→ **Belge bölümü**:
_ _ _ _ _
SONUÇ ve ÖNERİLER
Bilginin ve bilgi teknolojilerinin hızla gelişmesiyle şekillenen ve ekonomik sosyal, siyasal ve kültürel alanları kısa zamanda etkisi altına alan enformasyon toplumu aşaması, sosyo-ekonomik gelişme sürecinde tarım toplumu ve sanayi toplumunun ötesinde, üretimin ve verimliliğin hızla artmasına yol açmaktadır. Bilgi sektöründeki baş döndürücü gelişmeler, başta insan faktörünün verimliliğine etkilerinden dolayı ekonomik sonuçları yanısıra, sosyal, siyasal ve kültürel alanlarda da hızla yapısal değişimleri beraberinde getirmektedir. Enformasyon toplumundaki gelişmeler, insanın verimliliğinin artmasına, ekonomik gelişme düzeyinin artmasına, ayrıca bilimde ve teknolojide yeni gelişmelerin ortaya çıkmasına yol açmaktadır. Daha çok gelişmiş ülkelerin ulaşmış olduğu bir aşama olan enformasyon toplumu, gelişmekte olan ülkelerin de kalkınmaları ve küreselleşme sürecine entegrasyonu açısından süratle ulaşmak için çaba içerisinde olmaları gereken bir aşamadır.
Söz konusu gelişme, enformasyon toplumları ile gelişmekte olan ülkeler arasındaki farkın açılmasına yol açacaktır. Gerçi, yeni teknolojiler gelişmekte olan ülkeler için de yeni fırsatlar yaratmaktadır. Ancak, bilgi teknolojileri üreten ülkeler ile, sadece onu ithal edip kullanan ülkelerin, bu teknolojilerden yaralanma ve etkilenmeleri aynı düzeyde olmayacaktır. Sanayi toplumu aşamasında iki ayrı çağı yaşayan gelişmiş ve gelişmekte olan ülkeler arasındaki fark; “bir çağlık” farktan “iki çağlık” farka yükselmiştir.
_ _ _ _ _
→ **Alıştırma görevleri**:
1. Enformasyon toplumu metnine göre gelişmekte olan ülkeler bu aşamaya neden hızla ulaşmaya çalışmalıdır? Bir ile üç cümleyle açıklayın.
2. Lütfen belge bölümüne dayanarak şu soruları yanıtlayın:
(a) Enformasyon toplumu aşaması hangi iki toplum aşamasının ötesinde yer alır?
(b) Bilgi sektöründeki gelişmeler, ekonomik sonuçlarının yanı sıra hangi alanlarda yapısal değişimler getirir?
(c) Gelişmiş ve gelişmekte olan ülkeler arasındaki fark neden neye yükselmiştir?
Aşağıdaki satırlar bu metinden ayrı bir malzemedir.

→ **Veri kümesi içeriği**:
_ _ _ _ _
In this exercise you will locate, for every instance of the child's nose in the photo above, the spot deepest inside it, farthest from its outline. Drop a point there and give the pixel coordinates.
_ _ _ _ _
→ **Yanıt listesi**:
1. Metne göre enformasyon toplumu, gelişmekte olan ülkelerin kalkınması ve küreselleşme sürecine entegrasyonu açısından önemli bir aşamadır. Bu nedenle bu ülkeler, daha çok gelişmiş ülkelerin ulaştığı bu aşamaya süratle varmak için çaba göstermelidir.

2.
(a) Tarım toplumu ve sanayi toplumu.
(b) Sosyal, siyasal ve kültürel alanlarda.
(c) "Bir çağlık" farktan "iki çağlık" farka.